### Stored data
----------

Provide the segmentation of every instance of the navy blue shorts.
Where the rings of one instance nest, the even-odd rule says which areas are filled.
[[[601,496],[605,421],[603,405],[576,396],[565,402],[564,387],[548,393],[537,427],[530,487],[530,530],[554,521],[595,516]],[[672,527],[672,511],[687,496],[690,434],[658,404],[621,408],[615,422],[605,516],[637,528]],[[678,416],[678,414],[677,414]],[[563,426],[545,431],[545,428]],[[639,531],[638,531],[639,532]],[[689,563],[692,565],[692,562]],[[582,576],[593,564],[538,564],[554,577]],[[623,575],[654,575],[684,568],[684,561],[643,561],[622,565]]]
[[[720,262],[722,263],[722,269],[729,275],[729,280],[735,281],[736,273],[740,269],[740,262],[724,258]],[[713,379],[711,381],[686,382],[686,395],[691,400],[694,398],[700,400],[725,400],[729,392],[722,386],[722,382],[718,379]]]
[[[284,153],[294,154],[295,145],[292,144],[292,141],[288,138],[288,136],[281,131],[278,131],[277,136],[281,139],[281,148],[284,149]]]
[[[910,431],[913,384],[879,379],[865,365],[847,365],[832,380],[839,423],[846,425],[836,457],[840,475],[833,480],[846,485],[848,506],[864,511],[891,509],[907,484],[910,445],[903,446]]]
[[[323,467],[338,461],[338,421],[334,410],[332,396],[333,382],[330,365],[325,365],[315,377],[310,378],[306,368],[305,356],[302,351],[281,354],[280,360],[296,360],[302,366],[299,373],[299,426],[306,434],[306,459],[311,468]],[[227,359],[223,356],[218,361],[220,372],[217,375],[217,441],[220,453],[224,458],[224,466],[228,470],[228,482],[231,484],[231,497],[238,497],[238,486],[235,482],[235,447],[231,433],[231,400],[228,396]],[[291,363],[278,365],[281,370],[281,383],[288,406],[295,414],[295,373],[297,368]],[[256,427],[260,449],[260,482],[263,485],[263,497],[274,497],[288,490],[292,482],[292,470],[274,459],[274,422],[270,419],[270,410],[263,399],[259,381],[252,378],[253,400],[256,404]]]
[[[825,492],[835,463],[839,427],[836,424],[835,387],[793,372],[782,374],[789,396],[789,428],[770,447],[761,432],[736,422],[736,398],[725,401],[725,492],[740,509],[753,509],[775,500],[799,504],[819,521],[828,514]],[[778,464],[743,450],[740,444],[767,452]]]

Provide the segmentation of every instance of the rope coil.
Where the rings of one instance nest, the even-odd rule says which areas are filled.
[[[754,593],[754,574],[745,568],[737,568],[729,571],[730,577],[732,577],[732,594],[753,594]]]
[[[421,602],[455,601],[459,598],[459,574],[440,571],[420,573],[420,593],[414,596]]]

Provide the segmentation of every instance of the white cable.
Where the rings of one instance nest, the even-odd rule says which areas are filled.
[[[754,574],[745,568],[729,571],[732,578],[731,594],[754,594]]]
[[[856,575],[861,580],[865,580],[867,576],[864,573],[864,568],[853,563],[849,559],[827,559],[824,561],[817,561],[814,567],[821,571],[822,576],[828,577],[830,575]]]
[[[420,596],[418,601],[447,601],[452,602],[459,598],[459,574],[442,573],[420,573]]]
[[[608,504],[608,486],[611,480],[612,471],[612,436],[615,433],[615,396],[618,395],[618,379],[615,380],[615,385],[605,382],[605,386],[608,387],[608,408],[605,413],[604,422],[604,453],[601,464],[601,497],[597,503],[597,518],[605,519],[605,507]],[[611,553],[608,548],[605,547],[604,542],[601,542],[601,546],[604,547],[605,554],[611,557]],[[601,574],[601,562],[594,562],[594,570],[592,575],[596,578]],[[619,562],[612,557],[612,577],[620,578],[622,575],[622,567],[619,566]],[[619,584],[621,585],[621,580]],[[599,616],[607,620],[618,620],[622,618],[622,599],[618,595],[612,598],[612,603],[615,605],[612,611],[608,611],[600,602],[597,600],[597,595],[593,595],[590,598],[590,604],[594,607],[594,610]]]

----------

### WHAT THE TASK REQUIRES
Looking at the data above, return every line from the one with "Provide the segmentation of every instance of the rope" down to the one with "Provide the segmentation of every instance of the white", exactly and inclusively.

### RESPONSE BOX
Provide the segmentation of every instance of the rope coil.
Where the rings of one instance nest, the even-odd rule says which areas are filled.
[[[754,593],[754,574],[745,568],[737,568],[729,571],[730,577],[732,577],[732,594],[753,594]]]
[[[421,602],[455,601],[459,598],[459,574],[440,571],[420,573],[420,593],[414,596]]]

Provide the segmentation of every instance of the white cable.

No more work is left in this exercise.